Stored dataset items:
☆ ☆ ☆ ☆

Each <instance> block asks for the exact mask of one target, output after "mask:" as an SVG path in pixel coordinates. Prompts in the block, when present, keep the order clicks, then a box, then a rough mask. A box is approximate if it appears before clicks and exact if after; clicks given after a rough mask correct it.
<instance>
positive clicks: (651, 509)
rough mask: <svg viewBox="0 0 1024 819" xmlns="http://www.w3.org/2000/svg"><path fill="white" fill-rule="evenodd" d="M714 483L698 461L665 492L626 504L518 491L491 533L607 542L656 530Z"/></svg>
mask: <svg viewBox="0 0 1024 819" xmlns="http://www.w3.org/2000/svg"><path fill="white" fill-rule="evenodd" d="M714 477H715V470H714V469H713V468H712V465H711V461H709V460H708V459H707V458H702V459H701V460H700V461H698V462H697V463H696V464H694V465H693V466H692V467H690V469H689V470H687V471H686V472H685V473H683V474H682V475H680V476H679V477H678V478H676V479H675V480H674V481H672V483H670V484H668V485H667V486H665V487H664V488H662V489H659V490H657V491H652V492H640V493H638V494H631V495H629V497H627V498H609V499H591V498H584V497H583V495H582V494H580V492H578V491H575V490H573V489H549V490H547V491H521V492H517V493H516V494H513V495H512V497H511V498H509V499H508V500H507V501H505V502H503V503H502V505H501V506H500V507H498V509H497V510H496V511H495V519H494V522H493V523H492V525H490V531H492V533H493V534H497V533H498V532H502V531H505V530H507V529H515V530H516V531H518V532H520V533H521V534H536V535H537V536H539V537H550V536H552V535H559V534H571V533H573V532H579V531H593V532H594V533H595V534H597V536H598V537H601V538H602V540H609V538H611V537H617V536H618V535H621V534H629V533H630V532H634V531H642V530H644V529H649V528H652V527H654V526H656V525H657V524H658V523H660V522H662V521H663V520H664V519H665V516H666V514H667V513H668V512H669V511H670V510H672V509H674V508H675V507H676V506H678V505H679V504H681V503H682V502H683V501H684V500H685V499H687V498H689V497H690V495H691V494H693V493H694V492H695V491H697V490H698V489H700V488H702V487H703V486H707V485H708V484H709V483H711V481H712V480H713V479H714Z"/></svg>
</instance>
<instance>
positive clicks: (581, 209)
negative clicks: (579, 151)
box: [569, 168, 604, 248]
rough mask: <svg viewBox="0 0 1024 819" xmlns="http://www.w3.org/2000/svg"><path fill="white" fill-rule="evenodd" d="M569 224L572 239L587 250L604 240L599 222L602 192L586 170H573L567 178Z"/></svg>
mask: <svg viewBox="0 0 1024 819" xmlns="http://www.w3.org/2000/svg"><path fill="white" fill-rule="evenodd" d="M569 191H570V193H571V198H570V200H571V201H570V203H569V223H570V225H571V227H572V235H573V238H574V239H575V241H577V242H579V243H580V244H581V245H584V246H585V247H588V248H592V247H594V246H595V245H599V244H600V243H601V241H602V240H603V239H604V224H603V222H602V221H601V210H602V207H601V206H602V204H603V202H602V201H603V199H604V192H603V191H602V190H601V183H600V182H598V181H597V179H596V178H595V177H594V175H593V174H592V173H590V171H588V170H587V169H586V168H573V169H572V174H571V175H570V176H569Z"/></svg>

☆ ☆ ☆ ☆

◆ **PROMPT**
Transcribe the records above exactly, from the opening line down to and including the line with "positive clicks: (651, 509)".

◆ **WRITTEN REPLY**
Each <instance> block asks for the exact mask of one target, output after "mask:" as an SVG path in pixel coordinates. Prompts in the block, when present, keep the order clicks, then a box, then a rough mask. A box is approximate if it appears before clicks and exact if after; clicks given after a rough mask correct it.
<instance>
positive clicks: (651, 509)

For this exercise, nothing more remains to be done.